> **Data for analysis**:
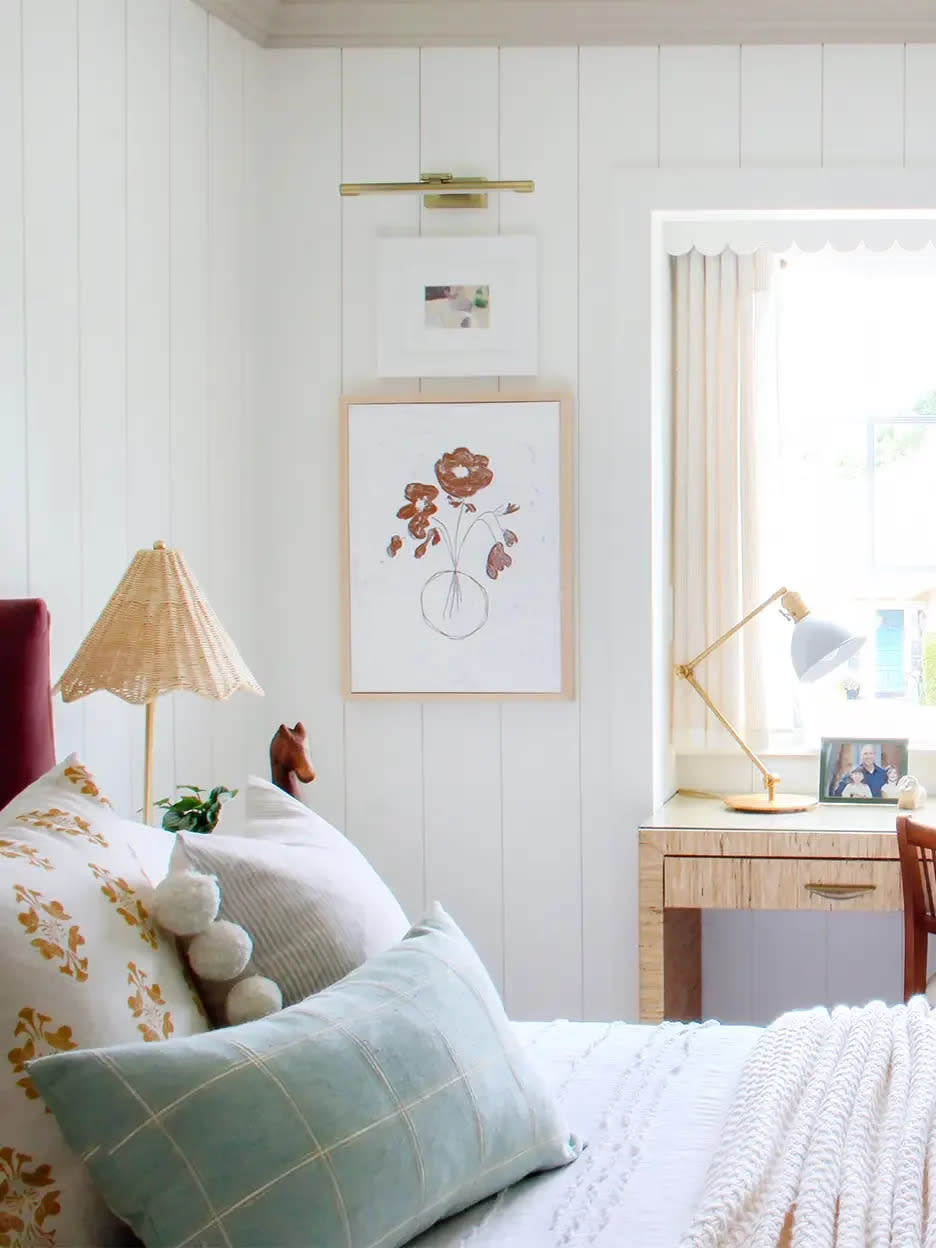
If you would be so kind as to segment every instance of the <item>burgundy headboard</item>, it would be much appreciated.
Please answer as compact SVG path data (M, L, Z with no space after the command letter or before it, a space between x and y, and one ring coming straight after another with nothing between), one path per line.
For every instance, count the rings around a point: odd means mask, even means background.
M49 608L0 599L0 809L54 762Z

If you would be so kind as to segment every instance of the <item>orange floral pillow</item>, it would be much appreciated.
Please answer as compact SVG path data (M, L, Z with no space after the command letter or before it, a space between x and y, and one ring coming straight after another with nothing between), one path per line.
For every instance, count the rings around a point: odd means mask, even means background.
M149 913L171 848L119 818L74 756L0 811L0 1248L126 1242L26 1063L207 1029Z

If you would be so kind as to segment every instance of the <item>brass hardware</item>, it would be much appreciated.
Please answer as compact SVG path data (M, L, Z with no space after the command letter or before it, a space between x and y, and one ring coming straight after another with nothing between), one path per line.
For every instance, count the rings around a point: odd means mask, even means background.
M480 182L481 179L479 178ZM488 197L475 191L453 191L445 195L424 195L424 208L486 208Z
M806 891L826 901L854 901L866 897L877 888L876 884L807 884Z
M423 195L427 208L486 208L488 191L516 191L528 195L536 189L529 179L489 182L487 178L460 178L453 173L423 173L418 182L342 182L341 195L393 195L415 192Z

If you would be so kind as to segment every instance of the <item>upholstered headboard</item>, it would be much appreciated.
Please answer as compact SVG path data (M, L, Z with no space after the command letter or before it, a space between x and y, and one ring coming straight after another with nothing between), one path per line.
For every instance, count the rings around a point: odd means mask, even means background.
M0 599L0 807L54 762L49 609Z

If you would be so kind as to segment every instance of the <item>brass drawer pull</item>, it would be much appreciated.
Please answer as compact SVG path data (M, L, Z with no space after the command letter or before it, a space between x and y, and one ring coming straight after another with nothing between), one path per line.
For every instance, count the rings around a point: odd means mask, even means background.
M807 884L806 891L814 897L824 897L826 901L854 901L856 897L865 897L873 893L876 884Z

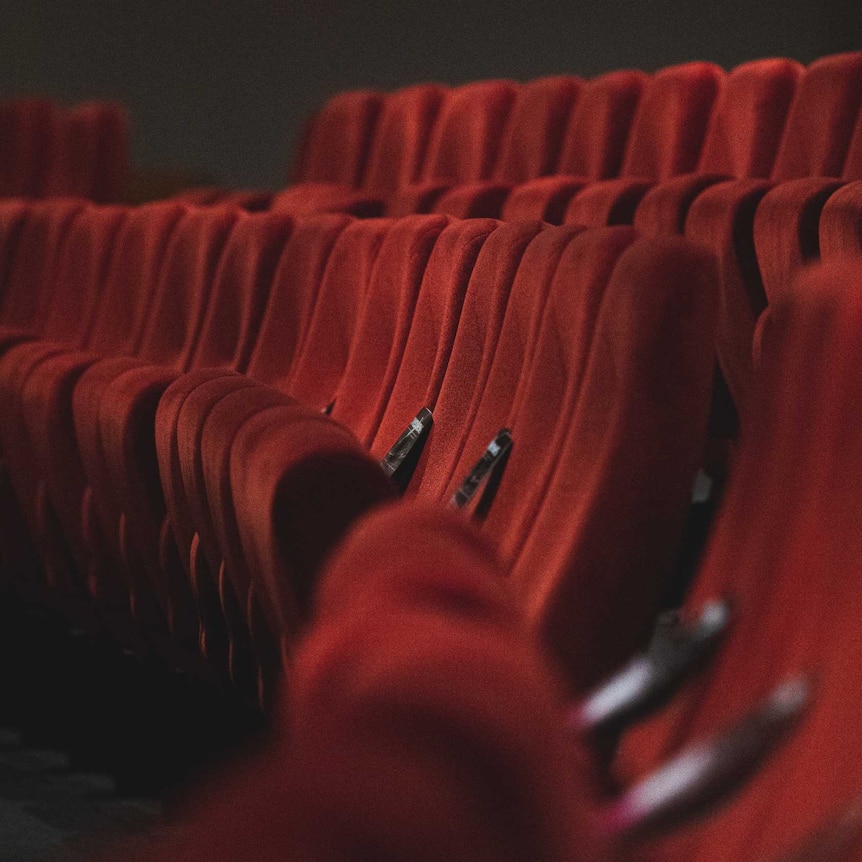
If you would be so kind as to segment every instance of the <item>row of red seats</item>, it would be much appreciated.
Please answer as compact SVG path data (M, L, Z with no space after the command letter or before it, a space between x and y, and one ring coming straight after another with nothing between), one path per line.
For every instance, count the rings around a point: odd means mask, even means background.
M169 840L125 858L858 859L860 326L862 255L805 273L770 311L751 425L684 610L724 596L732 624L703 675L624 737L615 781L492 546L437 506L397 503L326 565L276 739L198 794ZM813 689L787 684L800 673ZM624 698L619 682L605 692ZM692 820L722 785L681 789L709 767L739 772L740 752L788 723L741 793Z
M377 462L427 408L408 497L447 502L510 430L480 516L573 688L648 635L703 448L706 254L443 216L3 216L7 507L43 567L11 566L21 589L174 663L202 647L253 692L325 554L395 495Z
M120 105L0 103L0 196L113 203L125 199L128 170L129 121Z
M824 243L846 243L842 209L862 180L860 93L862 54L807 68L762 60L730 73L694 63L654 76L483 82L445 96L433 86L342 94L310 126L300 181L272 206L684 234L719 261L719 361L744 409L767 299L818 259L821 234ZM363 149L359 140L371 143ZM342 145L350 158L333 150ZM370 179L357 193L359 163ZM353 179L326 175L325 165L353 165Z

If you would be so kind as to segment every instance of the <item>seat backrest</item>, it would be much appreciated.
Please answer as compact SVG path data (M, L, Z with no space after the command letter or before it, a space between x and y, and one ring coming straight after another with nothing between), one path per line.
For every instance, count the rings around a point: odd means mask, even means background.
M395 383L425 268L449 219L411 216L390 228L362 303L332 415L370 445Z
M171 234L155 295L136 353L185 370L212 290L222 251L238 211L193 209Z
M859 112L856 127L850 138L850 146L847 150L847 158L844 159L841 178L850 181L862 180L862 111Z
M314 628L305 647L294 795L317 858L605 858L535 644L468 614L390 610Z
M171 235L188 212L176 203L153 203L126 212L105 273L105 288L87 346L105 355L133 354L143 337Z
M629 227L585 231L572 239L557 265L535 352L507 422L512 451L483 523L507 564L517 557L556 469L605 289L635 236Z
M579 78L536 78L518 87L491 179L520 183L553 172L582 87Z
M804 71L784 59L754 60L733 69L716 100L698 171L768 177Z
M43 197L120 200L128 168L128 118L120 105L87 102L58 112L48 151Z
M75 217L66 234L54 278L57 287L42 337L81 346L94 322L105 291L105 274L111 260L125 210L87 207Z
M54 272L72 219L84 201L54 200L27 208L9 269L0 321L39 332L56 287Z
M512 578L582 691L649 638L706 438L715 264L679 238L619 257L556 464Z
M315 621L387 608L453 612L510 631L521 625L492 543L468 518L436 502L369 513L321 572Z
M860 105L862 52L812 63L790 105L771 178L841 176Z
M554 172L591 180L617 176L648 80L643 72L621 70L585 81Z
M357 219L338 237L314 304L305 346L291 367L285 391L324 410L335 397L359 311L391 219Z
M463 441L460 458L446 480L445 499L452 496L488 443L509 421L518 381L524 368L529 367L535 350L542 311L554 273L564 249L582 230L568 225L545 230L527 246L512 283L485 386L481 393L474 395L478 403L471 406L474 418L469 433Z
M420 179L488 179L516 93L511 81L479 81L450 90L434 124Z
M0 105L0 194L38 195L56 110L48 99L14 99Z
M12 262L15 260L18 240L21 237L28 209L27 204L17 198L0 201L0 319L2 319L6 282Z
M376 90L338 93L306 123L291 180L359 187L383 103Z
M395 382L375 429L371 444L374 457L386 455L423 407L433 412L476 259L498 224L494 219L457 221L438 237L422 279Z
M237 220L210 290L192 367L245 368L292 231L293 219L282 213Z
M448 88L418 84L383 99L363 186L394 191L419 178L434 123Z
M346 215L319 215L297 220L284 249L260 322L246 373L263 383L284 388L301 352L329 256Z
M482 246L434 405L434 424L405 496L443 496L479 407L518 267L543 228L541 222L504 223Z
M770 305L750 425L686 602L727 596L733 627L705 676L623 747L625 769L640 772L769 687L814 675L792 741L692 831L688 859L784 858L858 800L860 275L857 262L822 265Z
M656 72L632 121L620 175L660 181L695 170L724 75L712 63Z

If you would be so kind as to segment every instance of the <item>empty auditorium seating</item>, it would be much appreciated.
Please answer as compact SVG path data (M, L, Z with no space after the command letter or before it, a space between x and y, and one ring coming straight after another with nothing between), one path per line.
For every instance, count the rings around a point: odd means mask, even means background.
M712 249L719 261L719 360L743 410L754 329L768 299L764 288L780 291L804 260L816 257L819 211L838 183L805 178L841 175L859 113L860 74L859 54L812 63L791 102L770 180L718 183L689 209L686 237ZM775 206L762 209L775 184Z
M446 95L444 87L434 84L405 87L388 93L378 108L373 135L368 144L367 163L361 176L356 172L352 177L317 176L314 166L306 165L301 153L294 182L273 198L273 207L294 215L327 211L356 215L379 214L388 195L419 179L428 139ZM323 111L330 109L331 104ZM370 116L371 112L366 108L363 118ZM318 128L315 121L311 121L305 151L315 149L313 137L319 135L338 136L340 146L353 144L361 152L365 138L359 144L349 135L339 133L334 118L330 122L332 125L324 123ZM342 122L347 122L346 117ZM328 163L338 161L337 154L329 152L317 152L315 158L326 158ZM344 168L348 169L348 165ZM329 182L324 182L324 179L329 179Z
M331 98L306 123L291 180L358 187L381 101L381 94L373 90Z
M462 181L442 195L435 211L460 218L497 216L511 184L553 173L582 87L577 78L564 76L518 87L488 182Z
M862 54L344 92L275 195L126 135L0 103L0 690L275 734L140 858L852 845Z
M650 185L696 167L723 78L709 63L656 73L646 82L631 120L620 179L584 176L573 182L559 177L526 192L516 189L504 206L504 218L542 218L553 201L557 212L565 207L564 219L573 224L631 223ZM590 117L583 121L589 123Z
M690 596L727 595L739 615L715 665L623 748L638 772L787 671L810 672L816 703L798 737L737 802L663 858L781 858L854 802L860 761L859 531L855 438L860 269L833 263L770 308L756 400L736 472Z
M129 120L115 102L61 108L48 99L0 103L0 195L124 199Z

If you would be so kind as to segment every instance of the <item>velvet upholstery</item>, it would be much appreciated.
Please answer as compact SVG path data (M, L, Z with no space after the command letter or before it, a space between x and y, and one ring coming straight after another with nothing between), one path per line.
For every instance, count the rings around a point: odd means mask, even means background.
M458 218L498 217L513 184L551 173L581 88L579 79L562 75L521 84L489 180L459 184L442 195L434 212Z
M362 184L383 96L374 90L338 93L307 122L293 182Z
M452 89L434 124L419 179L390 198L387 214L430 212L450 186L490 179L517 92L510 81Z
M484 392L516 275L541 230L540 222L501 224L482 246L434 404L434 423L406 496L442 498Z
M512 570L528 624L573 690L649 637L703 452L717 310L710 257L677 238L634 242L606 288L568 433Z
M368 445L380 424L410 332L425 267L444 216L415 216L390 229L356 322L332 416Z
M684 63L657 72L632 121L621 179L591 183L577 192L565 221L595 227L631 224L651 182L693 171L723 79L724 73L710 63Z
M506 565L516 559L556 473L605 289L634 238L626 227L587 231L569 243L557 264L534 352L504 423L512 434L512 451L483 519Z
M505 317L490 367L483 365L484 385L471 398L472 421L464 426L457 461L442 469L427 486L448 501L473 469L488 443L509 420L518 381L529 367L548 291L560 257L581 228L565 226L540 233L527 247L512 283ZM481 380L479 381L481 384ZM432 435L434 433L432 429ZM433 489L433 490L432 490Z
M647 80L642 72L618 71L585 81L571 111L553 175L512 188L502 218L561 224L566 205L584 183L617 176Z
M816 675L815 702L787 748L716 817L658 847L663 858L780 857L858 793L845 728L859 720L859 288L855 262L834 262L770 306L749 430L687 601L726 595L737 621L707 674L627 741L622 767L649 768L790 674Z
M689 210L686 237L713 249L719 260L719 360L743 412L754 330L766 307L763 279L770 282L769 292L780 291L802 262L817 256L819 211L836 184L811 178L834 178L842 170L862 99L860 76L862 54L812 63L791 102L770 181L719 183ZM780 185L770 192L774 183Z
M386 455L423 407L433 412L451 362L476 259L497 224L492 219L454 222L437 238L425 268L398 374L369 447L374 457Z
M437 84L418 84L387 93L369 145L362 187L357 189L345 182L294 183L275 195L273 208L294 215L327 211L379 214L391 192L419 179L446 93L446 88Z
M768 177L793 94L804 72L791 60L754 60L723 81L697 172L659 183L638 204L634 225L650 235L681 234L695 197L722 179Z

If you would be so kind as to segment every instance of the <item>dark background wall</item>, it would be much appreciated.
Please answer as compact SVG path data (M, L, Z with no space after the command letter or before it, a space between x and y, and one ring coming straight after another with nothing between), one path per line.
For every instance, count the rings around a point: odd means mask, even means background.
M339 89L858 48L862 0L0 0L0 97L118 98L138 165L277 187Z

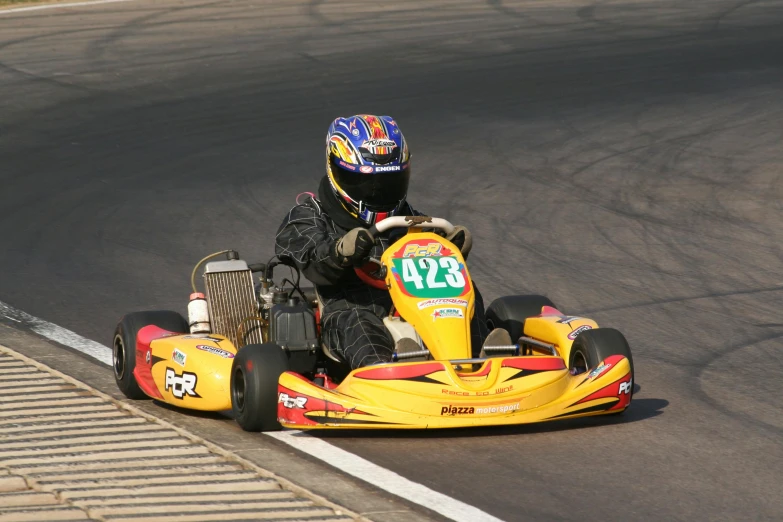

> **Instructions for the task**: Print exactly the lines from the first line of the records above through the line containing "hardware</item>, it would be much appreciated.", both included, and leave the pictures out.

> **Solution to this task**:
If you would be so kind as to segment every instance of the <item>burgundy headboard</item>, it would be much appreciated.
Please answer as compact SVG path data (M, L, Z with no space after the command letter or before it, a space between x and y, and one ring coming straight after another with nothing between), one path per line.
For every instance, count the rings around a point: odd means mask, even means background.
M49 608L0 599L0 809L54 762Z

If you would be so kind as to segment every instance of the <item>orange floral pillow</item>, it would be much appreciated.
Please answer as compact SVG path data (M, L, Z with no space after the command letter or before it, a space between x and y, and one ring coming straight after another with nothing between), one path per line.
For every instance, count the rings around a point: odd means mask, even means background.
M149 913L171 848L119 818L74 756L0 811L0 1248L126 1242L26 1063L207 1029Z

If you would be so kind as to segment every instance of the <item>brass hardware</item>, it would be much appreciated.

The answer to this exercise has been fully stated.